## [Task statement]
Search the records for the string "brackets". Copy each line where it occurs.

## [Supplied data]
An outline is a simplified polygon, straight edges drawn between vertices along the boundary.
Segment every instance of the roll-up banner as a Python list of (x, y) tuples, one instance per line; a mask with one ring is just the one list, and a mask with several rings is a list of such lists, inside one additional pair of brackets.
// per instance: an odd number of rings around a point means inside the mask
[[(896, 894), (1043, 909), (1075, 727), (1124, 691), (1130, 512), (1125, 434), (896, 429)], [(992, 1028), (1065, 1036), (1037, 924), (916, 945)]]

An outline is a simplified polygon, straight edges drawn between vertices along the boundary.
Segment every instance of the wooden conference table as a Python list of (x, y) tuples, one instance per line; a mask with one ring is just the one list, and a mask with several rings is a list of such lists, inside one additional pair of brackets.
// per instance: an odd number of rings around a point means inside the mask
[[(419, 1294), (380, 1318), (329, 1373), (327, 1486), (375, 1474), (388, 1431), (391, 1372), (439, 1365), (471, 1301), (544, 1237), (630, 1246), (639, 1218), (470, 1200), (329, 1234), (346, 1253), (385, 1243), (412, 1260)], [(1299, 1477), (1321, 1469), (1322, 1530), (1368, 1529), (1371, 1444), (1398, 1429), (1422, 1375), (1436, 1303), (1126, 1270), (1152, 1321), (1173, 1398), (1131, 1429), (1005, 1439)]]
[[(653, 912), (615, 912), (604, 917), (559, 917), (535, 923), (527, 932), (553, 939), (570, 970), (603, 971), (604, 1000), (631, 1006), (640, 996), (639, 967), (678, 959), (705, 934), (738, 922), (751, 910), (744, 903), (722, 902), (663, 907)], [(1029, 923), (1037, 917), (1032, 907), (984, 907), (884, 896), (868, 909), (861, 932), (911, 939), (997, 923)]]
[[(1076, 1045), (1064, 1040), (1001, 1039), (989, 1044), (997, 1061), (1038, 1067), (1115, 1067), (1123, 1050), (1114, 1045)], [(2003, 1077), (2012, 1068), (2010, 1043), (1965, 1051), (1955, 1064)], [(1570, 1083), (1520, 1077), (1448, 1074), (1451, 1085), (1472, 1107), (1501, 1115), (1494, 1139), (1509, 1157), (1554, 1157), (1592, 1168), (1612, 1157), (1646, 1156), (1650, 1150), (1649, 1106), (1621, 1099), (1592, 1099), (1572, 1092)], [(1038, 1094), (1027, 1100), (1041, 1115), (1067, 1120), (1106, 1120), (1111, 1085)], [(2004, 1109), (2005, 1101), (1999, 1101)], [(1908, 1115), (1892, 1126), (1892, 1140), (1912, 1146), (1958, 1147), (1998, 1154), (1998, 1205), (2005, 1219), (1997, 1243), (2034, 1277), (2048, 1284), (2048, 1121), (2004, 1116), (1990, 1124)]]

## [Response]
Segment every instance of the roll-up banner as a Python list of (x, y) tuples, one instance per line; a mask with one ring is just the one list, and a mask with several rings is a list of such lists, inside one additional pair of brackets.
Segment every instance of the wooden conference table as a Python list of (x, y) tuples, one instance per line; a mask with one ring is just the one list, and a mask with several rings is a list of such lists, inside one additional pair of brackets.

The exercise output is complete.